• [Textauszug]

Pokémon Go: Verbraucherzentrale Bundesverband mahnt Niantic für AGB ab

artikel_pokemongoWas hat sich die Welt über Pokémon Go gefreut. Kinder verlassen ihre Zimmer wieder, Jung und Alt trifft sich zum fröhlichen Jagen der Pokémon auf den Straßen, selbst in ländlichen Gegenden ist dieses Phänomen wahrnehmbar. Krasse Nummer, die allerdings auch von Anfang an die Datenschützer auf den Plan rief. Der Verbraucherzentrale Bundesverband mahnt Niantic, den Entwickler von Pokémon Go nun ab. Anlass sind 15 Klauseln aus den Nutzungs- und Datenschutzbestimmungen, an denen sich der vzbv stört. Gefordert ist eine Unterlassungserklärung bis zum 9. August, andernfalls wird der Klageweg in Erwägung gezogen.

Heiko Dünkel, Rechtsreferent beim vzbv meint dazu:

[color-box color=“gray“ rounded=“1″]“Wer in Deutschland Geschäfte machen will, muss sich auch an die hier geltenden Verbraucherrechts- und Datenschutzstandards halten. Da sehen wir in den Geschäftsbedingungen von Pokémon Go noch erheblichen Nachholbedarf.“[/color-box]

Unter anderem stört sich der vbzv daran, dass man nicht anonym spielen kann und dank Standortfreigabe und zwingend erforderlicher E-Mail-Adresse sehr viele personenbezogenen Daten gesammelt werden. Nach AGB könnten diese Daten auch an unbeteiligte Dritte weitergegeben werden. Auch könne der Vertrag jederzeit von Niantic geändert werden, oder der Dienst eingestellt werden. Dies gelte auch für In-App-Käufe mit echtem Geld, wie der vbzv erklärt.

• [Aufgabe] Bis zu welchem Datum verlangt der Verbraucherzentrale Bundesverband laut dem Artikel über Pokémon Go von Niantic eine Unterlassungserklärung?

• [Einträge aus einem Datensatz]

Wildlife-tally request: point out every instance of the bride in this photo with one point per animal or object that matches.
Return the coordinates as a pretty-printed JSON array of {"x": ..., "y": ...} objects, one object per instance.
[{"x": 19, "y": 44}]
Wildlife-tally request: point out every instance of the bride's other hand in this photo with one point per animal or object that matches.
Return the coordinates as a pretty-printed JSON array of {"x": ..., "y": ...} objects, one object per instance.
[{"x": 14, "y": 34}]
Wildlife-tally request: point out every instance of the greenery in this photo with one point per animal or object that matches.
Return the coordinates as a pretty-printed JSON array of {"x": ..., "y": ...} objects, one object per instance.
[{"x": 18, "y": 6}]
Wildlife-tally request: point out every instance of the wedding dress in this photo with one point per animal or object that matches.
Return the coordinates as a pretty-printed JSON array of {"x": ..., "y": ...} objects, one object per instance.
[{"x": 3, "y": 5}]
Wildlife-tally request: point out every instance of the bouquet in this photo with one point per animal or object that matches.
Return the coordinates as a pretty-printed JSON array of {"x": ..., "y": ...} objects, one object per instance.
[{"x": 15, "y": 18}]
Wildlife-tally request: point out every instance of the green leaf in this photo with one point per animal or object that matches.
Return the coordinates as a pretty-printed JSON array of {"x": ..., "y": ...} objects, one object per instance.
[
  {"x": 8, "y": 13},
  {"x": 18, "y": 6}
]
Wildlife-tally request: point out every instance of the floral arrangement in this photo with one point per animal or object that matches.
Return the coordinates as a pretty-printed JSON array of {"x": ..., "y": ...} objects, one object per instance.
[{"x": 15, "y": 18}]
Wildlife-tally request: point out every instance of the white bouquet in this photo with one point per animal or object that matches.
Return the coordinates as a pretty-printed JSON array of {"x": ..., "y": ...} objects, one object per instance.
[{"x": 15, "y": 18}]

• [Lösung] Bis zum 9. August.